• Excerpt
* start *
For chamber music I think we could easily reach at least 150 for Piano Chamber works (3 instruments minimum with at least one keyboard). We also haven't done Mixed Ensembles yet (3 instruments minimum, no keyboard, at least one non-string-quartet instrument).

Have to be careful not to make boundaries too narrow, or else wide swaths of music in lesser known genres may never get explored.


----------



## Pugg (Aug 8, 2014)

The piano trios and Violin concertos sound the most attractive. I am in.


----------



## Nereffid (Feb 6, 2013)

Mahlerite555 said:


> A good idea would be to create a poll with all the big works in the standard repertoire and put them in order of total votes received.


Ahem, well I've already done that; see signature below .

I'll certainly try to participate in whatever new list is decided. I'm curious about guitar/lute repertoire too, though I found in my polls that such works didn't get many votes, so maybe there's not a huge knowledge base on TC.
* end *
• Items
* start *
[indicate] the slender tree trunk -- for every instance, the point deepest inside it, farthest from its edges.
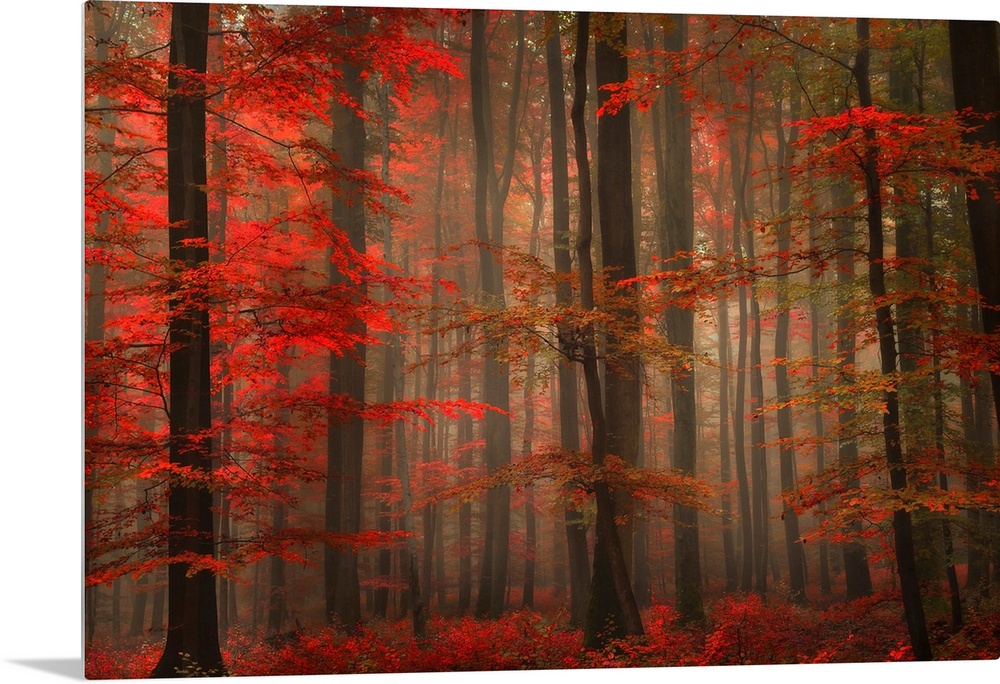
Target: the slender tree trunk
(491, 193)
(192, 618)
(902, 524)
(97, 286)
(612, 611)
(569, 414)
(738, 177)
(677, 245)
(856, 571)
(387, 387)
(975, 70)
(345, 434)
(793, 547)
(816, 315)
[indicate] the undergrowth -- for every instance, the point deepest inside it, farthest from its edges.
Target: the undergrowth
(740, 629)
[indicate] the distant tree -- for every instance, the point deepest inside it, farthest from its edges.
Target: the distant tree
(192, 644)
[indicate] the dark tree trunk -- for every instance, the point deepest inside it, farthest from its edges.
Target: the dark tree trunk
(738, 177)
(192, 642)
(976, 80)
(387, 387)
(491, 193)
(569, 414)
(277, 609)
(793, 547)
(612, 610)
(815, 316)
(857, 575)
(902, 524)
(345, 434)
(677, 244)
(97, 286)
* end *
* start *
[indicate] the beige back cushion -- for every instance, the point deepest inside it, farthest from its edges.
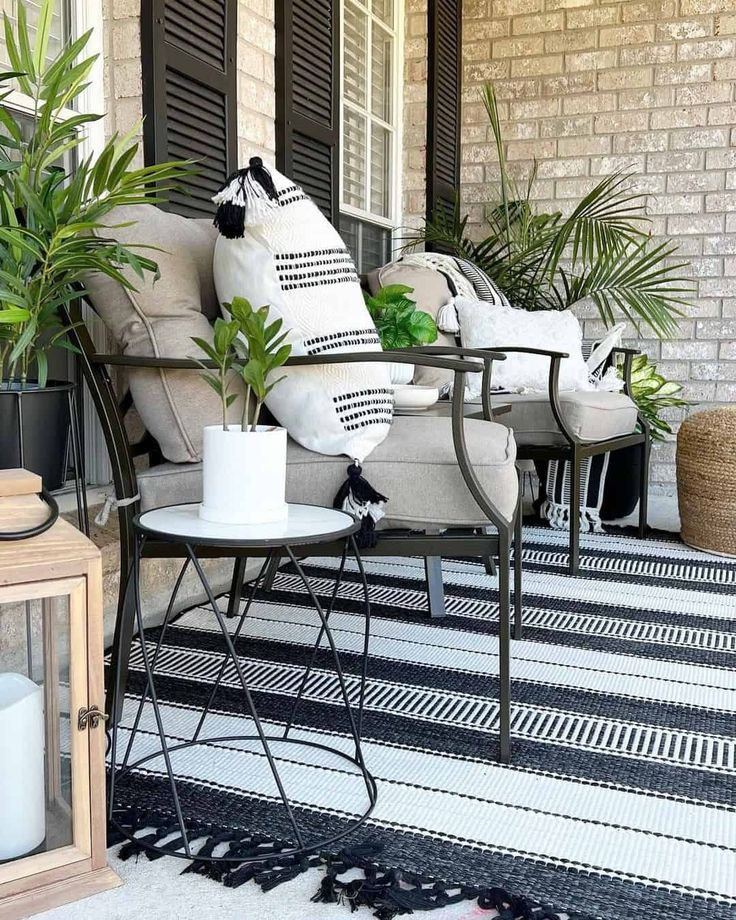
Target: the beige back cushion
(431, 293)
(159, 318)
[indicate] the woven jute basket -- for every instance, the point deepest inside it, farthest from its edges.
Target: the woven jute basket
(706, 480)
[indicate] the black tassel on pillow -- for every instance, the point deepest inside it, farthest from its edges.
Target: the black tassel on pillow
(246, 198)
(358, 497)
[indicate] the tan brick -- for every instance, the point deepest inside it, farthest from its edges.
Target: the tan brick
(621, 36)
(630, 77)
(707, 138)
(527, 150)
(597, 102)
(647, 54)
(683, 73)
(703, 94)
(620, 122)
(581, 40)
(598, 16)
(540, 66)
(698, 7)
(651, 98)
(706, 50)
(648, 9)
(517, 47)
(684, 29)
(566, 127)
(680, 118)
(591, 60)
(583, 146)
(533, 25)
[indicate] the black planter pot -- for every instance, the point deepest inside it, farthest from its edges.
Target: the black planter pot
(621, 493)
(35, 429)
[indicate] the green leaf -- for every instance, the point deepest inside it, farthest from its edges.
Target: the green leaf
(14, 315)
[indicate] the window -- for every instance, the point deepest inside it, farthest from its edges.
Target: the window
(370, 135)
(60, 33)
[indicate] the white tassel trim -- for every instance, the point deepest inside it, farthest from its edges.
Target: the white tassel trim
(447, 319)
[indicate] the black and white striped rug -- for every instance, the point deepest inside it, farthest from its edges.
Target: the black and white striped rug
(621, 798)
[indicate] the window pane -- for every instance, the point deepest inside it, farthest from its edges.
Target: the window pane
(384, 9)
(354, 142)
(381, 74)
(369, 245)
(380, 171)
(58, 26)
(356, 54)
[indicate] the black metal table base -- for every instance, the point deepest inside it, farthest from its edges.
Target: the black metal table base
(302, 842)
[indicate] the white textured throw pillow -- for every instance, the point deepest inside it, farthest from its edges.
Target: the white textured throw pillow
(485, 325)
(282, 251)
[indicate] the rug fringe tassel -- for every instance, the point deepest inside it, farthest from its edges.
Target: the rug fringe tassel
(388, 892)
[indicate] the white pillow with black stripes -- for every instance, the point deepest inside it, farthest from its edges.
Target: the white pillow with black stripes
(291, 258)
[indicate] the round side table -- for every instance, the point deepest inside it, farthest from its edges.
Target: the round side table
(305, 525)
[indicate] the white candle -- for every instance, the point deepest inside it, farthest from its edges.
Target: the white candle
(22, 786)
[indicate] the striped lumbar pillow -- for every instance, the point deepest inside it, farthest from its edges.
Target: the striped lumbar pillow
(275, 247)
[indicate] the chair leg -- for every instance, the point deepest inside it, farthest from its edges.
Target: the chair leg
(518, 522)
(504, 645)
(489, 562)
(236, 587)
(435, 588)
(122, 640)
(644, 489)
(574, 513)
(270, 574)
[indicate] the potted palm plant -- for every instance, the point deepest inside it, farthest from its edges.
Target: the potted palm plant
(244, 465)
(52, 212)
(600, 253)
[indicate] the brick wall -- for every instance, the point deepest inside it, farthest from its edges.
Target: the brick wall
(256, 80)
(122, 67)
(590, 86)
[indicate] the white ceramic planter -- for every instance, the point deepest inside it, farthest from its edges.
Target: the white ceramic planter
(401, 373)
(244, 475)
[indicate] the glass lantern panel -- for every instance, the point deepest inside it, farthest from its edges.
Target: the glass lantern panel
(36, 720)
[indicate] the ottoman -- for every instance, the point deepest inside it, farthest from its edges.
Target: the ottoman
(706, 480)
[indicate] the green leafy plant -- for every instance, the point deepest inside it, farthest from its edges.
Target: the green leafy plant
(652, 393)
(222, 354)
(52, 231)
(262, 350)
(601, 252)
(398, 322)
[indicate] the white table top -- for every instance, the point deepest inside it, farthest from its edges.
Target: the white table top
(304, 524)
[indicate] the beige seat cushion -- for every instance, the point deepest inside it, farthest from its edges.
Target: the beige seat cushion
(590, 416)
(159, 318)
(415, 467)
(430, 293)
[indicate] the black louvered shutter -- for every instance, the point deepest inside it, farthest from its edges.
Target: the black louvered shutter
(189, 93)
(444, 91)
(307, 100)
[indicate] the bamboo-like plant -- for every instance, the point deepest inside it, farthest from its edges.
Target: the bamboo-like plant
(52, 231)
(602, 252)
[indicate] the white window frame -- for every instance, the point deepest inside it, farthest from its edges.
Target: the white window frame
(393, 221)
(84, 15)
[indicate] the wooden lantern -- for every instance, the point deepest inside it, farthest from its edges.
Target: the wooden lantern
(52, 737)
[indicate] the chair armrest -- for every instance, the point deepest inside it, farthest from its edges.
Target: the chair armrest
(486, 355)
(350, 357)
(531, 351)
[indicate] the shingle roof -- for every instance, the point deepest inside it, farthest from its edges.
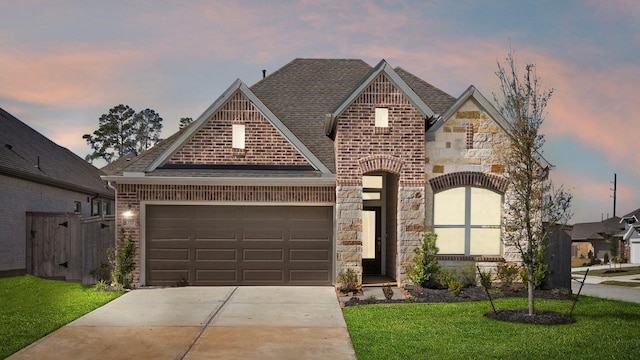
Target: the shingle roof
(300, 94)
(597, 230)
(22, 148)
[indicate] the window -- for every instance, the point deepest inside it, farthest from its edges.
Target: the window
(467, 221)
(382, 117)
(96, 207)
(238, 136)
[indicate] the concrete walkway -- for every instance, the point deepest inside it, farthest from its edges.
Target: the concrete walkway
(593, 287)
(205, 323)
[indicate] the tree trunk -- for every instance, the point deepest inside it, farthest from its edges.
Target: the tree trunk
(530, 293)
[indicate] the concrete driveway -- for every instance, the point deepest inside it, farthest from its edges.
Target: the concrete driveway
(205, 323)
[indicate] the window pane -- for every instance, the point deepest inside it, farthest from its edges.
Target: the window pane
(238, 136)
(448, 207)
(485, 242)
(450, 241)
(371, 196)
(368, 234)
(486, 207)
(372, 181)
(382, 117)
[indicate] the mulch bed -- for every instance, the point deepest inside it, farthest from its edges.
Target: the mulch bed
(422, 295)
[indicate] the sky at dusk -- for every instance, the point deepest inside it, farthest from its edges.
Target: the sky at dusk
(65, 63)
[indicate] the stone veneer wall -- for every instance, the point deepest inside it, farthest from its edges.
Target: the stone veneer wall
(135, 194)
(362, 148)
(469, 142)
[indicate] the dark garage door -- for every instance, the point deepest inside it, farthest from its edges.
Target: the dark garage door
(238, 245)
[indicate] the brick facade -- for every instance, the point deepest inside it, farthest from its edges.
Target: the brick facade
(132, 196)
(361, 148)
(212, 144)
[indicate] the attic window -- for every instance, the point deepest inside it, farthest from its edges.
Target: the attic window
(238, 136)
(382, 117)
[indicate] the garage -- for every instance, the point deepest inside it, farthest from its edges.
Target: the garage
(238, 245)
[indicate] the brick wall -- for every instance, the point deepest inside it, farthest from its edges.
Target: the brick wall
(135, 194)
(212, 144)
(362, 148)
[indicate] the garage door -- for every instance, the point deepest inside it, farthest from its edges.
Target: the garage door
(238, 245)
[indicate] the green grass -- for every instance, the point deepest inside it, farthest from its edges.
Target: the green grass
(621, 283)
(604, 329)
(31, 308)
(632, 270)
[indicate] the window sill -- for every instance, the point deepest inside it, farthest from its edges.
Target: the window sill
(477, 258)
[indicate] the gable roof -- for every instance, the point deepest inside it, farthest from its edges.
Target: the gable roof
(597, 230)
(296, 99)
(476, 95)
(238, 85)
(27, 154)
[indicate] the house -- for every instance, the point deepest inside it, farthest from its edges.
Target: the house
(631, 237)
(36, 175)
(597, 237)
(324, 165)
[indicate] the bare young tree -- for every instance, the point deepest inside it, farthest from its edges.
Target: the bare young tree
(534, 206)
* end *
• Required task 1
In the forum thread above, shorten the paragraph beginning "For chamber music I think" into a list that keeps its main facts.
• Required task 2
Reproduce word for word the passage of the forum thread that starts with "## Nereffid (Feb" and ends with "signature below .".

• Problem solution 1
- Piano chamber works (at least 3 instruments, at least one of them a keyboard) could easily reach at least 150.
- Mixed ensembles (at least 3 instruments, no keyboard, at least one instrument from outside the string quartet) haven't been done yet.

• Problem solution 2
## Nereffid (Feb 6, 2013)

Mahlerite555 said:


> A good idea would be to create a poll with all the big works in the standard repertoire and put them in order of total votes received.


Ahem, well I've already done that; see signature below .